Pull out every line of the entries below that contains the string "wall", and copy each of those lines.

Records for the task start

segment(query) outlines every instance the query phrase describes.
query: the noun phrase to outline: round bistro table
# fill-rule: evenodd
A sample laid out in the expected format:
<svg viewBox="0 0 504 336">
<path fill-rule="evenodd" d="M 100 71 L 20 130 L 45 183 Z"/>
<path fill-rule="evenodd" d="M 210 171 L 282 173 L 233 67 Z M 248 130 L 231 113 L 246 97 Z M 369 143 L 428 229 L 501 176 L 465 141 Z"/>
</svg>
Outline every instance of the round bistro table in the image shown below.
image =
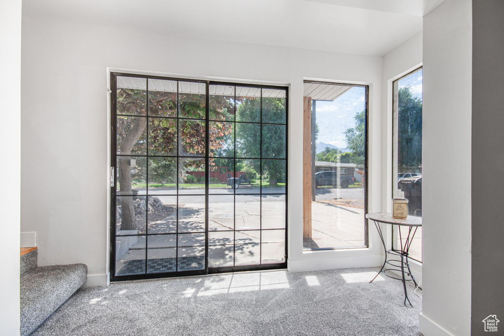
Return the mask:
<svg viewBox="0 0 504 336">
<path fill-rule="evenodd" d="M 408 251 L 411 243 L 413 242 L 413 238 L 415 236 L 416 230 L 418 227 L 422 226 L 422 218 L 414 216 L 408 216 L 405 219 L 399 219 L 392 217 L 392 214 L 387 213 L 373 213 L 366 215 L 366 218 L 370 219 L 374 222 L 374 226 L 376 227 L 378 231 L 378 234 L 382 239 L 382 243 L 383 244 L 383 248 L 385 251 L 385 261 L 383 263 L 382 269 L 374 276 L 373 280 L 369 282 L 372 283 L 373 280 L 376 279 L 378 275 L 383 273 L 389 278 L 402 280 L 403 282 L 403 287 L 404 289 L 404 305 L 406 305 L 406 300 L 410 304 L 411 307 L 413 305 L 408 298 L 408 292 L 406 291 L 406 281 L 413 281 L 416 286 L 416 282 L 415 281 L 415 277 L 411 274 L 411 270 L 410 270 L 410 264 L 408 262 Z M 399 232 L 399 238 L 401 243 L 401 249 L 395 249 L 393 248 L 387 250 L 387 246 L 385 245 L 385 241 L 383 239 L 383 234 L 382 233 L 382 229 L 379 225 L 381 223 L 386 224 L 391 224 L 391 225 L 397 225 L 399 228 L 401 226 L 405 226 L 408 228 L 408 237 L 406 239 L 403 239 Z M 391 256 L 389 257 L 389 256 Z M 394 257 L 399 257 L 400 259 L 394 259 Z M 388 264 L 390 268 L 385 268 L 385 265 Z M 385 269 L 384 269 L 385 268 Z M 407 272 L 406 268 L 407 268 Z M 393 276 L 390 276 L 385 273 L 386 271 L 396 271 L 400 272 L 402 275 L 401 278 L 397 278 Z"/>
</svg>

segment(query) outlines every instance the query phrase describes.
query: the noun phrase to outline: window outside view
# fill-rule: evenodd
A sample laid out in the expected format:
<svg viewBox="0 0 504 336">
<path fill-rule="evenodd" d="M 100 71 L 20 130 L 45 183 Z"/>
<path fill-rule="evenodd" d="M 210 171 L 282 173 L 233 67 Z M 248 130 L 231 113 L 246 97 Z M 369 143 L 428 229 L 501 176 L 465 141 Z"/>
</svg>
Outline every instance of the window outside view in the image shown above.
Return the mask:
<svg viewBox="0 0 504 336">
<path fill-rule="evenodd" d="M 286 90 L 116 81 L 115 276 L 284 262 Z"/>
<path fill-rule="evenodd" d="M 367 244 L 366 91 L 364 86 L 304 83 L 311 116 L 311 228 L 305 227 L 305 250 Z"/>
<path fill-rule="evenodd" d="M 393 84 L 393 196 L 408 199 L 408 215 L 422 216 L 422 77 L 420 68 Z M 395 247 L 408 237 L 408 228 L 394 228 Z M 422 228 L 409 249 L 422 261 Z"/>
</svg>

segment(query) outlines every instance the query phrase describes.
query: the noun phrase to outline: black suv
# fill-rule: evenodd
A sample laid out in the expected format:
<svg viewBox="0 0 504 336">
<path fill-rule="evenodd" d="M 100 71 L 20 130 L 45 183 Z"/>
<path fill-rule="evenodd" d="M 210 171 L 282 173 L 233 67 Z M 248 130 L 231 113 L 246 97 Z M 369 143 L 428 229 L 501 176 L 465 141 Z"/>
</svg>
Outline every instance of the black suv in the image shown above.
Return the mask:
<svg viewBox="0 0 504 336">
<path fill-rule="evenodd" d="M 357 181 L 353 176 L 336 174 L 334 171 L 320 171 L 315 173 L 315 187 L 318 188 L 322 185 L 332 185 L 333 187 L 341 186 L 342 188 L 348 188 L 350 184 L 353 184 Z"/>
</svg>

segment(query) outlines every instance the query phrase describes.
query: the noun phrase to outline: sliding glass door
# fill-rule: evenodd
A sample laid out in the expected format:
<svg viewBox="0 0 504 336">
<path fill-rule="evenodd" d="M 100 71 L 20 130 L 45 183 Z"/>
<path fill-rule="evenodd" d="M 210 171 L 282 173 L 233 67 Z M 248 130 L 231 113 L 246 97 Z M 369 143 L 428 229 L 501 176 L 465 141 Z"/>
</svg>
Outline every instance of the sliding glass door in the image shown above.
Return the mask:
<svg viewBox="0 0 504 336">
<path fill-rule="evenodd" d="M 287 89 L 111 86 L 112 280 L 285 267 Z"/>
</svg>

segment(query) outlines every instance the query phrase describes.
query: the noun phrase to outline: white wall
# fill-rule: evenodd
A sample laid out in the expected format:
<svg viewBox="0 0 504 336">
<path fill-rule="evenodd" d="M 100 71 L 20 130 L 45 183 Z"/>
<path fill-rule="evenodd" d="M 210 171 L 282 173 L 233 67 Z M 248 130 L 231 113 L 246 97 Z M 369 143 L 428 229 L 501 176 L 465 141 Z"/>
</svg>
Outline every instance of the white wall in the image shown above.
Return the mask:
<svg viewBox="0 0 504 336">
<path fill-rule="evenodd" d="M 382 211 L 384 212 L 390 212 L 392 209 L 392 82 L 421 65 L 422 40 L 421 31 L 383 56 L 381 196 L 383 200 Z M 391 226 L 383 225 L 382 230 L 388 244 L 387 248 L 392 248 Z M 411 259 L 410 264 L 417 283 L 419 283 L 422 280 L 422 264 Z"/>
<path fill-rule="evenodd" d="M 23 17 L 23 33 L 21 231 L 37 232 L 41 264 L 85 263 L 96 284 L 103 284 L 108 272 L 107 67 L 290 85 L 289 269 L 380 264 L 379 238 L 372 230 L 370 249 L 302 253 L 299 136 L 303 79 L 369 84 L 369 211 L 379 211 L 381 57 L 30 16 Z"/>
<path fill-rule="evenodd" d="M 0 277 L 3 334 L 19 334 L 19 223 L 21 154 L 21 2 L 0 2 Z"/>
<path fill-rule="evenodd" d="M 445 0 L 424 17 L 419 328 L 425 336 L 470 333 L 471 6 Z"/>
</svg>

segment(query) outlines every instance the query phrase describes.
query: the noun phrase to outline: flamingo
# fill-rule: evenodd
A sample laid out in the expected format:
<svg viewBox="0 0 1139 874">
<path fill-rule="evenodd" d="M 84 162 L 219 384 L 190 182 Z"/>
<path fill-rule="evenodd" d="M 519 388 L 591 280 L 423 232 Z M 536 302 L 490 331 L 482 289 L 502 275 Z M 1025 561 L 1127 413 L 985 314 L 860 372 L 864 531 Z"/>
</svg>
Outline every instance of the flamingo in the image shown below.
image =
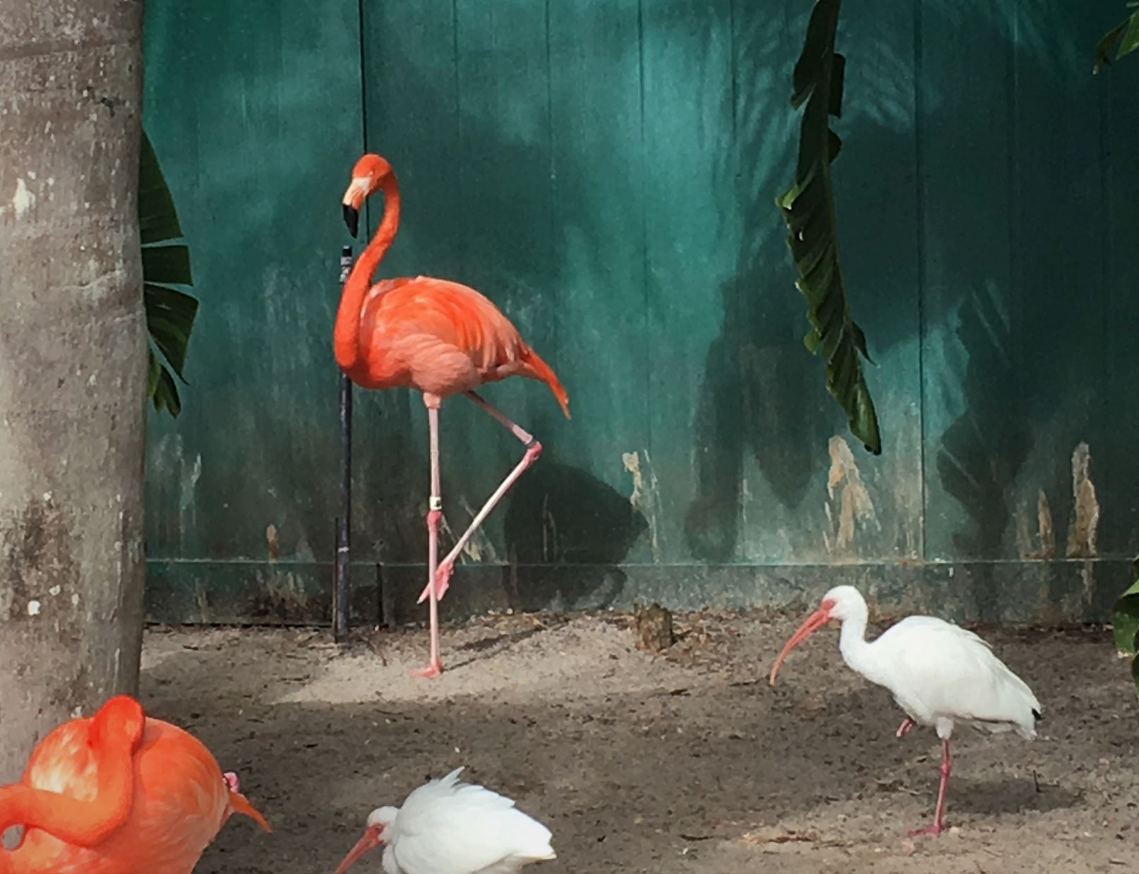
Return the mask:
<svg viewBox="0 0 1139 874">
<path fill-rule="evenodd" d="M 0 786 L 0 874 L 189 874 L 233 814 L 265 818 L 210 751 L 128 695 L 56 727 Z"/>
<path fill-rule="evenodd" d="M 566 418 L 570 418 L 570 398 L 554 370 L 526 345 L 510 320 L 474 288 L 428 276 L 385 279 L 369 288 L 400 227 L 400 187 L 392 165 L 379 155 L 368 154 L 353 168 L 352 181 L 343 197 L 344 221 L 352 236 L 357 235 L 364 201 L 376 191 L 384 193 L 384 219 L 344 284 L 334 348 L 336 362 L 357 385 L 416 389 L 423 393 L 427 407 L 431 431 L 427 586 L 417 603 L 429 599 L 431 660 L 426 668 L 412 673 L 437 677 L 443 670 L 439 655 L 439 601 L 450 585 L 456 558 L 502 496 L 542 452 L 542 444 L 532 434 L 483 400 L 475 389 L 508 376 L 538 379 L 550 387 Z M 466 394 L 490 414 L 526 447 L 526 452 L 440 562 L 443 499 L 439 409 L 443 399 L 454 394 Z"/>
<path fill-rule="evenodd" d="M 838 650 L 843 661 L 871 683 L 885 686 L 906 720 L 896 732 L 904 737 L 915 726 L 936 729 L 942 742 L 941 789 L 933 825 L 910 835 L 939 835 L 945 827 L 945 791 L 952 759 L 949 738 L 956 722 L 1000 734 L 1016 732 L 1031 741 L 1041 719 L 1040 702 L 982 638 L 935 616 L 907 616 L 872 643 L 866 640 L 869 611 L 853 586 L 837 586 L 787 640 L 771 668 L 770 683 L 784 660 L 828 622 L 841 622 Z"/>
<path fill-rule="evenodd" d="M 459 783 L 462 768 L 413 790 L 403 807 L 378 807 L 336 868 L 344 874 L 384 848 L 386 874 L 514 874 L 557 858 L 550 830 L 484 786 Z"/>
</svg>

Records for the task end

» **Solution**
query: the noun phrase to outline: white wall
Outline every instance of the white wall in the image shown above.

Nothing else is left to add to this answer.